=== Work request A ===
List every company named in the court opinion below.
=== Work request B ===
Please write the next part of the court opinion below, continuing after its last sentence.

[[ Supplied passage, beginning ]]

Brehm v. Ryder Truck Lines of Louisiana, Inc.

REGAN, Judge.

Plaintiff, Lannes R. Brehm, employed as a truck driver by Central Truck Lines, Inc., instituted this suit against Ryder Truck Lines of Louisiana, Inc.1, endeavoring to recover the sum of $82,500 for personal injuries, loss of wages and medical expenses incurred as the result of the negligence of defendant’s employees on January 28, 1959, at which time he sustained injuries to his right foot when it was crushed by an iron pipe that was then being used as roller to facilitate the removal of a 7j/£ ton pile driver head2 from the defendant’s trailer.

The Fidelity and Casualty Company of New York, the compensation insurer of plaintiff’s employer, intervened and requested that any judgment rendered in favor of plaintiff be subjected to a preference in its favor in the amount of $6,349.85 which sum had been paid, as the result of the foregoing accident, to the plaintiff.

The defendant answered and admitted the occurrence of the accident, denied the existence of any negligence on the part of its employees and insisted that the injury to the plaintiff was caused by his own fault; and in the alternative, pleaded his contributory negligence or his assumption of the risk.

From a judgment in favor of defendant, which dismissed plaintiff’s and intervenor’s suits, they have prosecuted this appeal.

The record reveals that on January 28, 1959, plaintiff, an experienced truck driver and handler of freight, was instructed by his employer to • accept delivery of a pile driver head from the defendant. The machinery was to be removed from the defendant’s trailer to the dock, and then into plaintiff’s trailer which had been parked, for this purpose, next to the dock.

[[ Supplied passage, end ]]
[[ Extracted material, beginning ]]

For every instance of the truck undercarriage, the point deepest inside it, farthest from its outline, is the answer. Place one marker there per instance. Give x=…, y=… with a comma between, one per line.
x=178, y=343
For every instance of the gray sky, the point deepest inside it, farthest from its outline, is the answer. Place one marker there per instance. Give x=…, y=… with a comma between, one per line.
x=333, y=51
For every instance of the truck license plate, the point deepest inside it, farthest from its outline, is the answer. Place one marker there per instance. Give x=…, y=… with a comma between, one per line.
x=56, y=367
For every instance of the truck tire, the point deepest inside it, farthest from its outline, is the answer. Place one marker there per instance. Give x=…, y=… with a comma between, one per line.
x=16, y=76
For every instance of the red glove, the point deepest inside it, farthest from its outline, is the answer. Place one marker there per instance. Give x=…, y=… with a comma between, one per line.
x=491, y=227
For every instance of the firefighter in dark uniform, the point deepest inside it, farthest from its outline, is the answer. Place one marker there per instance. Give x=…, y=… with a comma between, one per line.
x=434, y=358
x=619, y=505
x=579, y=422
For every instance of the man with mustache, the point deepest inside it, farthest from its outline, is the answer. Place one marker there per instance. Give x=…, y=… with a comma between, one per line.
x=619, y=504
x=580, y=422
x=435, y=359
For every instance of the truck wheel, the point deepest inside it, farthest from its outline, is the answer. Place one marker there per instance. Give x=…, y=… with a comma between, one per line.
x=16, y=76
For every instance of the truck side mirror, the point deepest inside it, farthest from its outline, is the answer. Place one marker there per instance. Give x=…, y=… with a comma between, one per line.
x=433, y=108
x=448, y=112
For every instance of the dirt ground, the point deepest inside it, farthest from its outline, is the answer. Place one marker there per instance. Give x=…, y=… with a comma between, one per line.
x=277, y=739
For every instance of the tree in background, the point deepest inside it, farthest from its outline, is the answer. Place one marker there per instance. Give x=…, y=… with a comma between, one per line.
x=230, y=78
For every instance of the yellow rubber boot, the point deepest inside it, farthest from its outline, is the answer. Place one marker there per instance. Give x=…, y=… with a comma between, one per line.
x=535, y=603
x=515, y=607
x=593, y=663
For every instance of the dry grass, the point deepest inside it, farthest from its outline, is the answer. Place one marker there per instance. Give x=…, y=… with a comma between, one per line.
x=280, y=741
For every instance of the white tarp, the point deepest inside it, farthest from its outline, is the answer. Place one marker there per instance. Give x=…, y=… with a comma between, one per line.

[[ Extracted material, end ]]

=== Exercise answer A ===
Central Truck Lines, Inc.; Ryder Truck Lines of Louisiana, Inc.; The Fidelity and Casualty Company of New York

=== Exercise answer B ===
Although a crane is usually employed to lift such heavy machinery, one of defendant’s employees decided to move it by what has been designated as a four-wheel fork lift machine. This equipment possessed insufficient power to completely lift the pile driver head out of the trailer, but it was successfully used to slightly raise it to the extent that an iron pipe about Vyi inches in diameter and five feet long, which extended six to twelve inches beyond the sides of the machinery on each side, could be placed beneath it so as to serve as a roller. Chains were attached to the fork lift machine and to the pile driver head and in this way the machinery was rolled upon the pipe across the floor of the defendant’s trailer; while it was in the process of being pulled, the rotating pipe crushed the right foot and ankle of the plaintiff, causing the injuries which form the subject matter of this suit.

Plaintiff admits that he placed himself between the pipe or roller and the back of the trailer, which was the direction in which the pile driver head was being pulled. However, he contends that he was afforded no warning that the pile driver head was about to be moved, although he admits that his attention was constantly focused thereon and only once glanced away therefrom for a very short time and that at this moment the accident occurred. Obviously in focusing all of his attention upon the pile driver head he had overlooked the pipe roller which, as we have said hereinabove, extended six to twelve inches beyond the sides of the machinery and it was this sec*712tion of the pipe which rolled upon his foot and caused severe injury thereto.

Plaintiff contends that he did not in any manner participate in the moving operation of this pile driver head and laboriously endeavors to explain his presence in the trailer by asserting that he was there merely to witness any damage that had occurred or would occur to the equipment.

Defendant, on the other hand, insists that the proximate cause of the accident was plaintiff’s negligence in placing himself in the trailer, which was obviously a perilous place to be, and in participating in the whole operation by instructing defendant’s employee when to proceed with the movement of the pile driver head, consequently there existed no legal obligation on the part of anyone to warn plaintiff of what he already knew.

The foregoing resume of the evidence, together with plaintiff’s and defendant’s respective contentions reveal that only questions of fact were posed for the trial court’s consideration. The judge thereof obviously was of the opinion that the danger to which plaintiff unnecessarily subjected himself was such as could or should have been readily foreseen by him, and since the pile driver head was being moved at a time when he possessed complete knowledge of the actual operational procedure, the injuries incurred by him were due to his lack of care and not as the result of fault on the part of defendant’s employees.

The question which this appeal has posed for our consideration is whether that finding of the trial judge is so erroneous and unsupported by the evidence as to warrant a reversal by us.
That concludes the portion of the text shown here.